**Problem requirements:** Search the records for the string "antenna", and show each line where it appears.

**Provided information:**
╭──

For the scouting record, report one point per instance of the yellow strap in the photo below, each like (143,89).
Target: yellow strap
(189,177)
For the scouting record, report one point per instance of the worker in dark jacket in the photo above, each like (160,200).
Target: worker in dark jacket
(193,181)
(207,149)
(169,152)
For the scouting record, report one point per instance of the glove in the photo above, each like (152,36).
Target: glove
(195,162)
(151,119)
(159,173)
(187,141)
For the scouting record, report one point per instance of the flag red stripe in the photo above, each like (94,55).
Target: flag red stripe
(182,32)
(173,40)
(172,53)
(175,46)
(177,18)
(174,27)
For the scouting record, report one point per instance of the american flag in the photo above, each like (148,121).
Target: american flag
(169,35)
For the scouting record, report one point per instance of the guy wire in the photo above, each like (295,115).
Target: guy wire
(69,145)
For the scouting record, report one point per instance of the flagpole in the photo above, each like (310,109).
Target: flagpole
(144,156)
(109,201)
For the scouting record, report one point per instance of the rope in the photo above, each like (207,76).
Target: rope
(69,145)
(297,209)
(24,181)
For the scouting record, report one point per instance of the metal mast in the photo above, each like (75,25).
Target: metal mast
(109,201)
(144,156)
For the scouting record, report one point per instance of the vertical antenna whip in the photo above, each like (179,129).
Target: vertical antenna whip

╰──

**Task result:**
For the scouting record, report one point per instance of the vertical antenna whip in the photo above, each like (179,129).
Target: vertical antenna whip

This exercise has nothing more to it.